Green Bay woman called 911 after stabbing fiance in neck with pastry chef blade say police

Police records describe a bloody scene, a long argument and a knife later identified as a pastry chef knife.

GREEN BAY, Wis. — The homicide case against Tonia Piontek rests on a set of stark details: a kitchen floor, a 911 call, a long argument heard by a neighbor and a knife with a 7.87-inch blade.

Piontek, 46, is accused of killing her 41-year-old fiancé on April 13, 2025, at the couple’s Smith Street home in Green Bay. She is charged in Brown County with first-degree intentional homicide, with added allegations tied to domestic abuse and use of a dangerous weapon. She has pleaded not guilty. More than a year after the stabbing, lawyers are still discussing a possible plea while the defense waits for a domestic violence expert’s report.

The physical evidence described in police records begins inside the home. Officers arrived after Piontek called 911 and said she had stabbed the man. Police found him in the kitchen area, lying in blood. The complaint said a knife was found in his neck, though the autopsy identified the fatal injury as a stab wound to the chest. Local reports said the knife’s blade measured 7.87 inches. Piontek later described the weapon as a pastry chef knife, a detail that has become one of the most widely reported facts in the case.

The call to dispatch provided the first account of what Piontek said happened before officers entered the home. She told the dispatcher the couple had been drinking and arguing. She said the man came at her. “I just stabbed my boyfriend, I don’t think he’s okay,” she told 911, according to the complaint. She also said she often kept a knife nearby for protection and did not know what else to do. Those statements may become evidence for both sides if the case goes to trial.

A neighbor supplied a second view of the night. He told police the couple had been arguing for about an hour and a half before the emergency call. He also reported hearing a door slam and someone stomping around inside the home. The neighbor said he often heard the two argue and had called 911 on them before. His account places the stabbing after a prolonged disturbance, but it does not identify the exact movements of either person in the final moments before the knife entered the victim’s body.

Police also recorded what they saw when they met Piontek. She rolled up her sleeves and showed bruising on her forearms, according to the complaint. She called the bruises “just normal for me.” Soon after, she said she had friends who were lawyers and would not make further comments until she had an attorney. That created a limited but important set of statements for investigators: the emergency call, the comments about the knife and fear, the display of bruises and then no further interview without counsel.

The case has followed a slow path through Brown County Circuit Court. Piontek was taken into custody at the scene. At an early appearance, a judge set her cash bond at $1 million. She later entered a not-guilty plea in July 2025. A status conference in October 2025 led to a December plea date, but the case did not end there. By April 2026, defense attorney Bradley Schraven said plea discussions were continuing and that he still needed to discuss an offer with Piontek.

The unfinished domestic violence expert report is the main reason the case has remained open without a trial date. Schraven said at an earlier hearing that he wanted expert testimony before any plea agreement was reached. That report could speak to the relationship, the bruising, Piontek’s claim that she feared the victim and her statement that she kept a knife nearby for protection. Prosecutors have not reduced the publicly reported charge, and no final plea has been announced.

The victim’s public identification remains limited. The criminal complaint did not name him, and Green Bay police have described him as a 41-year-old man from Green Bay. His death, however, is the central fact behind the charge. The autopsy finding that he died from a chest stab wound may be used by prosecutors to explain the force and location of the injury. The defense may focus instead on the circumstances leading up to the wound, including the alleged fight and Piontek’s statements about fear.

Record excerpts
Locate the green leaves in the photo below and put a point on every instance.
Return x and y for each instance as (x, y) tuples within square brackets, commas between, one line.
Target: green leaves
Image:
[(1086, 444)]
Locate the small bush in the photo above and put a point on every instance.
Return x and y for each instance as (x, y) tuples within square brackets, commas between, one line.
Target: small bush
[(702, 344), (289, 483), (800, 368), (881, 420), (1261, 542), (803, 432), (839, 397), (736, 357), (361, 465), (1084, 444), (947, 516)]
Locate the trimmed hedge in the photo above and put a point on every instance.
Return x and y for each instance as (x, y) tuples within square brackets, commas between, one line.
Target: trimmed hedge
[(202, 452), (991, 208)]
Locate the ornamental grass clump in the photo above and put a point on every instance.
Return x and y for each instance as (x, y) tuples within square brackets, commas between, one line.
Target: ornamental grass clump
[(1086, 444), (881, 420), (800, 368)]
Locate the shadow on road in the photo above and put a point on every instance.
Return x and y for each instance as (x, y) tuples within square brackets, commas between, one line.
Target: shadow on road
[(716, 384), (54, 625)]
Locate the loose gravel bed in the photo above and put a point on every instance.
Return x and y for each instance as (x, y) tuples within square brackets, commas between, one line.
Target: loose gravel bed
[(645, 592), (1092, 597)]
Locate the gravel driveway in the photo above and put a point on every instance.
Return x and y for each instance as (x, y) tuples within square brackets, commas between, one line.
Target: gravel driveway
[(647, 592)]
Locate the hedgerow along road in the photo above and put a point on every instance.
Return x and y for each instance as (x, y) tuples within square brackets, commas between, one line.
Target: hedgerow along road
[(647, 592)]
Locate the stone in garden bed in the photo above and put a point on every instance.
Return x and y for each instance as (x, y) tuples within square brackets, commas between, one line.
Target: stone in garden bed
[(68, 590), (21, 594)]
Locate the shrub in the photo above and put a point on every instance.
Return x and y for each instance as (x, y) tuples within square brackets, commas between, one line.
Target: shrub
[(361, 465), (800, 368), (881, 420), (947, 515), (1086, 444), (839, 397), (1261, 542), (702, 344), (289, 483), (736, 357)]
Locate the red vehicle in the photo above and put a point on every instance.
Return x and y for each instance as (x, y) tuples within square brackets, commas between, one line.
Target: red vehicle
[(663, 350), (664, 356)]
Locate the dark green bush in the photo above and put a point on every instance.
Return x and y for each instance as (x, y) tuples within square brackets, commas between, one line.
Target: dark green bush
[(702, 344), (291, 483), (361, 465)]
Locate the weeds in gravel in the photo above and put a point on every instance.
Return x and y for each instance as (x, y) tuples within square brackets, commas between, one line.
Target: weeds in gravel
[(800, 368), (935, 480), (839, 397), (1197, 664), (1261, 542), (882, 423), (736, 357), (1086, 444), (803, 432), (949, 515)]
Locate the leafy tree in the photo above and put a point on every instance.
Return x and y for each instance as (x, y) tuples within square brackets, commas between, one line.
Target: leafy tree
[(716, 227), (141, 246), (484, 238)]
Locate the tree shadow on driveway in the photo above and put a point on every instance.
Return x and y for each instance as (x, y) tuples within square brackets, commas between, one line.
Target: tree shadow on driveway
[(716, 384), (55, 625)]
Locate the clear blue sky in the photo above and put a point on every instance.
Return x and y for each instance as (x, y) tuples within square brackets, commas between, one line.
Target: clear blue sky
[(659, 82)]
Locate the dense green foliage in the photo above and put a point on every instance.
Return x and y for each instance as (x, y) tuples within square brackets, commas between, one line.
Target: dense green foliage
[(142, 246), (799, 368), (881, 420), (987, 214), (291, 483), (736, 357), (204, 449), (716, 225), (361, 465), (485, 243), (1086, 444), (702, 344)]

Questions
A. According to the Green Bay stabbing article, why has the case remained open without a trial date? Answer in one to three sentences.
B. Return a passage from the Green Bay stabbing article word for word, beginning at the words "The call to" and stopping after the words "goes to trial.".

Task results
A. The case has remained open mainly because the domestic violence expert's report is still unfinished. Defense attorney Bradley Schraven said at an earlier hearing that he wanted expert testimony before any plea agreement was reached.

B.
The call to dispatch provided the first account of what Piontek said happened before officers entered the home. She told the dispatcher the couple had been drinking and arguing. She said the man came at her. “I just stabbed my boyfriend, I don’t think he’s okay,” she told 911, according to the complaint. She also said she often kept a knife nearby for protection and did not know what else to do. Those statements may become evidence for both sides if the case goes to trial.